§ What to work on
1. In the blog post below on evolutionary biology and sugar, what do evolutionary biologists posit, according to the writer?
2. List every question that the blog post below names as an issue shared by evolutionary biology and Basics.
3. Carry on the blog post below, about sugar and children's behavior, beyond its last sentence.

Supplied passage section start

My web guru has assured me that the attention span of my readers does not sustain the long entry I posted on Basics. I’m trying to think of a way to break these up into smaller units without losing the thread. I can only say that if someone responds to one entry as if it is independent of the others and free-standing, I will just have to refer them to the other posts.
I began today a book of criticisms of evolutionary biology. Rather than read a book by an evolutionary biologist, I would rather read his critics b/c I’ll get what he has said plus comments on the distortions they feel he introduces to the topic. Evolutionary biology, of course, deals directly with the issues dealt with in Basics: how do we live, what is normal human behavior, what behavior benefits us? Evolutionary biologists posit a genetic code that preprograms us for certain behaviors; extreme environmentalists say it is our environment which determines our behavior; most of us would like to be in the middle somewhere: some genetic programming but a lot of environment, culture, nutrition, experiences, etc.
Let’s think of a few things: the consumption of sugar has risen dramatically in the last few centuries and has sky-rocketed in the U.S. in the last few decades. Mankind craves sweets but had access to few in prehistory and even in recent history except for the elite. Health professionals say the rise in diabetes is attributable to this overabundance of sugar and child specialists blame childhood misbehavior on sugar. What do we actually know? We know childhood consumption of sugar has increased dramtically and we know childhood behavior………. what? Has it changed? Were colonial children quiet and obedient? Old manuals for teachers from the 1800s indicate lots of behavioral problems. Could it be something else? How often in the past were eight year olds seated with 20+ other eight year olds in a small room for five or six hours a day? So what is abnormal, the children or their environment?

Supplied passage section end
Extracted entries section start

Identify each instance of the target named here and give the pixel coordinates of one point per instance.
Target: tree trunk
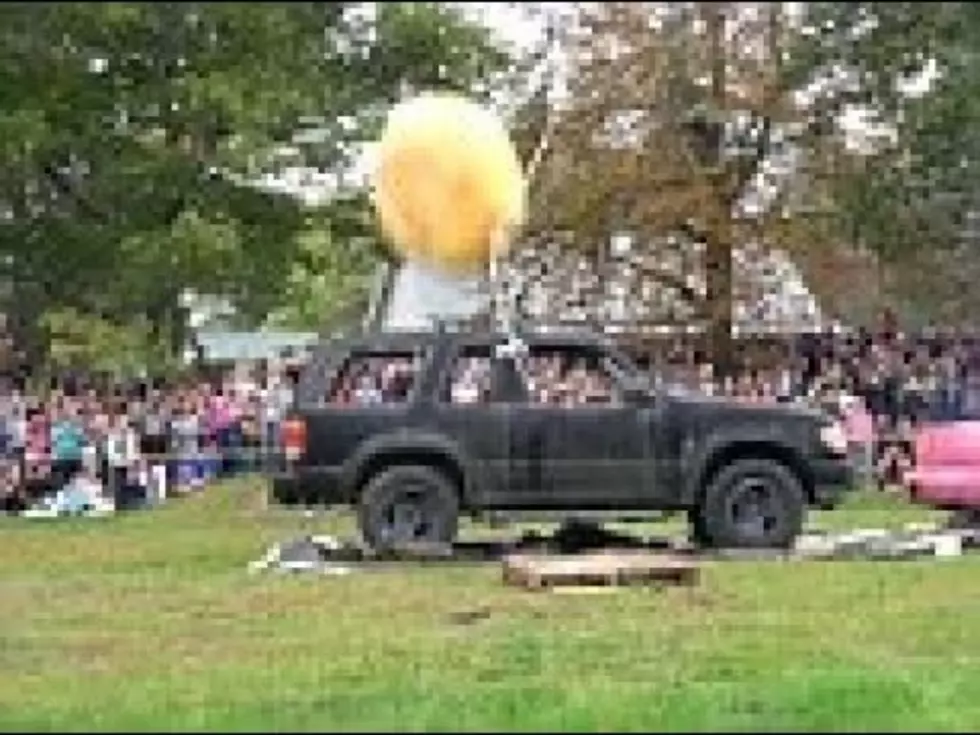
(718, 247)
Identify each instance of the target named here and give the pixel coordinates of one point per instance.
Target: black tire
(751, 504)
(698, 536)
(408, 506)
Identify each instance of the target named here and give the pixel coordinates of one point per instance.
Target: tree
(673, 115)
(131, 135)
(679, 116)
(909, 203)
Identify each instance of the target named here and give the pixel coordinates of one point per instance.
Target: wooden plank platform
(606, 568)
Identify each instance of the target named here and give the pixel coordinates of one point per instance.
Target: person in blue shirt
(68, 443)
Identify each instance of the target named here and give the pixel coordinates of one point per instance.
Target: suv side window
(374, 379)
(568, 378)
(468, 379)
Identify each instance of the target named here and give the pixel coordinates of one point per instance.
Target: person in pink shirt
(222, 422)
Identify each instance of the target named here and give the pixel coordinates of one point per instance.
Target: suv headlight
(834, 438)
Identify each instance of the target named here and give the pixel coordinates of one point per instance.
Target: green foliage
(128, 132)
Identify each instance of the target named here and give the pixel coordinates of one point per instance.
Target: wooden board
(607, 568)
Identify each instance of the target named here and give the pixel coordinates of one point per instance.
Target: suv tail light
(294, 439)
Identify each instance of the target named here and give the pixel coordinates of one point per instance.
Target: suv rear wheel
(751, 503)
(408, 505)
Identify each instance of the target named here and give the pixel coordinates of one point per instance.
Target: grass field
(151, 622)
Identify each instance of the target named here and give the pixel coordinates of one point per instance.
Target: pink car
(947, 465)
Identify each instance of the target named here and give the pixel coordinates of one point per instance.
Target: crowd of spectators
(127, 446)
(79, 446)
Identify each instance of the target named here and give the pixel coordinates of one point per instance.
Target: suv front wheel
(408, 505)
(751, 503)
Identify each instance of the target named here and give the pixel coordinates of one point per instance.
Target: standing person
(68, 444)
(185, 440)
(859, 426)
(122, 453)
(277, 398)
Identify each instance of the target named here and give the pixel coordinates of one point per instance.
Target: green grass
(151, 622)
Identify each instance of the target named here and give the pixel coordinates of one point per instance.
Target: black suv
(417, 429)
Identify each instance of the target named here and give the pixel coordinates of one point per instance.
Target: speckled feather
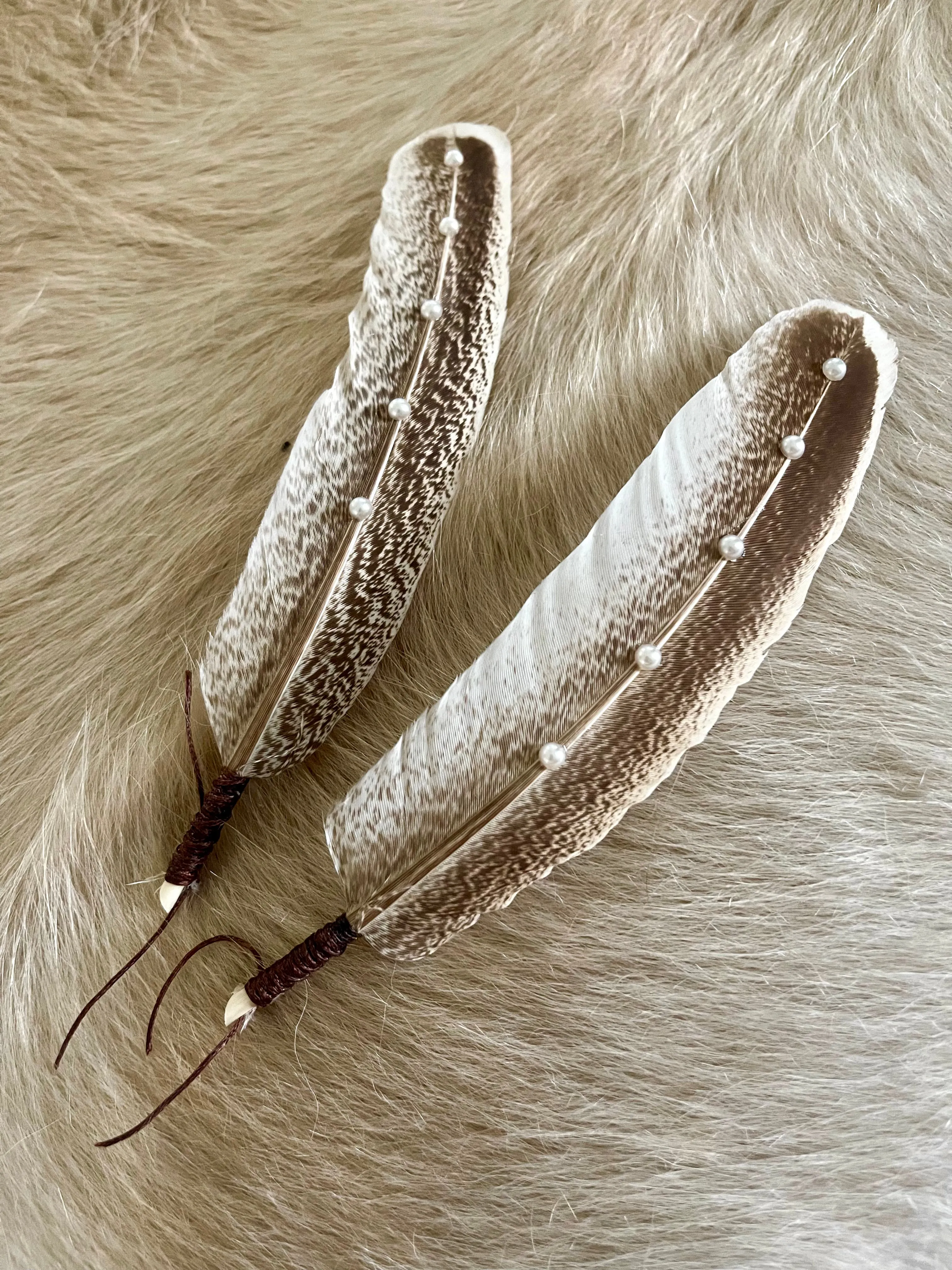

Extracted entries section end

§ Outputs in order
1. They posit a genetic code that preprograms us for certain behaviors.

2. How do we live? What is normal human behavior? What behavior benefits us?

3.
Another example: young American girls are dancing by bending over and shaking their pudenda and buttocks at young men. The received wisdom is that this will lead to sexual intercourse in short order. Does it? In traditional West African-based cultures, women always bend over and shake their buttocks when they move to music, even evangelical Christian choir members. Does that behavior lead to sexual intercourse? We don’t know, but given the Christian teaching about sexual morality, one might be inclined to see this as a dance style rather than a deliberately provocative sexual come-on. But we do have research on this among those American girls and it shows that for them it is a dance style and leads to sexual intercourse no more than any other dancing does. (My dad told me he used to go to the park in the 30s to dance to swing bands and the girls would get “hot and bothered” and you could take them out into the park and stand them against a tree…….. well, you get the picture. How true is that? My mom told me that the huge military base she worked at during WW II had German and Italian POWs there; the secretarial pool girls would bring wire cutters to work and break INTO the POW quarters but only of the Italian POWS….. did I mention I’m part Italian?) These behaviors are hard to investigate, yet we base major policy decisions on them e.g. expelling a student from school, restricting sugar intake and thus hurting the sugar producers. What is right, what is fair?
I’ll stop here for the faint of heart. Just ponder these before you grasp some new “research says” pronouncement and ram it down the throat of your colleagues.